Traditionally, pawnbrokers have had a bad reputation, portrayed as individuals who prey on those who are destitute or desperate. These days, however, pawnbroking in countries like England is big business. As of 1980, only 50 pawnshops remained in the UK but there are now nearly 2,000. They have moved from dark alleys into primary locations in many cities and towns.

Some pawnbrokers, like Mays, have been around for nearly 200 years and have multiple locations. The stores feature mirrored walls, thick carpets, and professionally dressed staff who are welcoming and discrete. The respectable image is not unintentional, it is a deliberate action. Pawnbrokers like Mays want customers to be comfortable and the deals to be mutually beneficial.

To pawn an item, a consumer takes it to the store and agrees to a price and a loan value. The pawnbroker holds the item but the consumer still retains ownership of it. Cash is provided to the consumer,

who then must repay the loan amount plus interest in order to get the item back within the agreed upon time. If the consumer does not want the item back, he or she does not repay the loan and the item is kept by the pawnbroker.

This is an expensive method of borrowing money and the transaction has remained true to its historical roots. Pawnbrokers like Mays provide loans featuring seven month terms and interest rates that vary with the size of the loan. In most cases, consumers pay off the loan early, resulting an average loan period of three months.

The National Pawnbrokers Association reports that 80 percent of pawnbroker customers return for another transaction. Pawnbrokers provide a fast way to get needed cash and the high interest rates they charge do not deter customers who cannot obtain credit from banks. Items commonly pawned include Rolex watches, family heirlooms, and valuable jewels.

◆ Data entries ◆
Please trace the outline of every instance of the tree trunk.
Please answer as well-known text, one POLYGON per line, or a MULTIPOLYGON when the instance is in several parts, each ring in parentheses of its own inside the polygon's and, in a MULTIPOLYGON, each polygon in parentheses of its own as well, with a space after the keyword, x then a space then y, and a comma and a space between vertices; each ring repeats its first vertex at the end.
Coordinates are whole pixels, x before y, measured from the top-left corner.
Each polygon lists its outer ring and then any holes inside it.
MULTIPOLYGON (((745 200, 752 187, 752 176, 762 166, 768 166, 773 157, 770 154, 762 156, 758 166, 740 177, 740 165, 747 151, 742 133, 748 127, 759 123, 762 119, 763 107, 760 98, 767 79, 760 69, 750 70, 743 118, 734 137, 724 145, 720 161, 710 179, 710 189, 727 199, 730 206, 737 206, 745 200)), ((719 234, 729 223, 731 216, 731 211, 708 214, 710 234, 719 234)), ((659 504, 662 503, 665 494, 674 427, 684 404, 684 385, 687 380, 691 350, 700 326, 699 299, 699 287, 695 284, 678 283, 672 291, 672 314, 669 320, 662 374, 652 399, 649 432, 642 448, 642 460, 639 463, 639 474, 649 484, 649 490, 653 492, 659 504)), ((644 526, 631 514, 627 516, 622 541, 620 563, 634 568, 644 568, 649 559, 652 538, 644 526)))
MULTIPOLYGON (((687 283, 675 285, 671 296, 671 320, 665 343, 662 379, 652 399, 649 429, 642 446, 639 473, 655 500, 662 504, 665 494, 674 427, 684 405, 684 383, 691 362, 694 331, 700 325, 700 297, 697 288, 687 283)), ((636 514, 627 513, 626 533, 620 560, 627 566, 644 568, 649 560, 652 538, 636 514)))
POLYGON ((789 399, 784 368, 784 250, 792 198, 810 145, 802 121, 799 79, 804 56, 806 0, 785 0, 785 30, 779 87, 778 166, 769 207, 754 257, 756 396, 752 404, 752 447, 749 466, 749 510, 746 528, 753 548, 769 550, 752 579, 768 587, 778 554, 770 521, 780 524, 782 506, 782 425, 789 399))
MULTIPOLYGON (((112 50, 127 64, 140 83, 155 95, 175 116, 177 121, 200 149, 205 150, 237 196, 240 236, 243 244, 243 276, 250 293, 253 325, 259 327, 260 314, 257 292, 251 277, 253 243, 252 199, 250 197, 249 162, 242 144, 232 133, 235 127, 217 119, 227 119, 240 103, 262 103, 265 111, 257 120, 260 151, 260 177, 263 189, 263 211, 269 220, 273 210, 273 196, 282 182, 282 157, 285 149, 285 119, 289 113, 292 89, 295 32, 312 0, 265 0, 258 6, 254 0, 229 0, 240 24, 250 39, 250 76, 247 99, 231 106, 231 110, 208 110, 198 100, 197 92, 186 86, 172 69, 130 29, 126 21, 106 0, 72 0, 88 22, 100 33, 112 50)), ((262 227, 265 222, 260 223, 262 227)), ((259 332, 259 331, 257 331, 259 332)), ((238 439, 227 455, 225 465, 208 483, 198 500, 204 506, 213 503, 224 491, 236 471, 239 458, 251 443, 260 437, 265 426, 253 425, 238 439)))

◆ Instruction ◆
Write out the part of the pawnbroking text starting with "who then must" and going on through "of three months.", keeping every word and mark unchanged.

◆ Expected answer ◆
who then must repay the loan amount plus interest in order to get the item back within the agreed upon time. If the consumer does not want the item back, he or she does not repay the loan and the item is kept by the pawnbroker.

This is an expensive method of borrowing money and the transaction has remained true to its historical roots. Pawnbrokers like Mays provide loans featuring seven month terms and interest rates that vary with the size of the loan. In most cases, consumers pay off the loan early, resulting an average loan period of three months.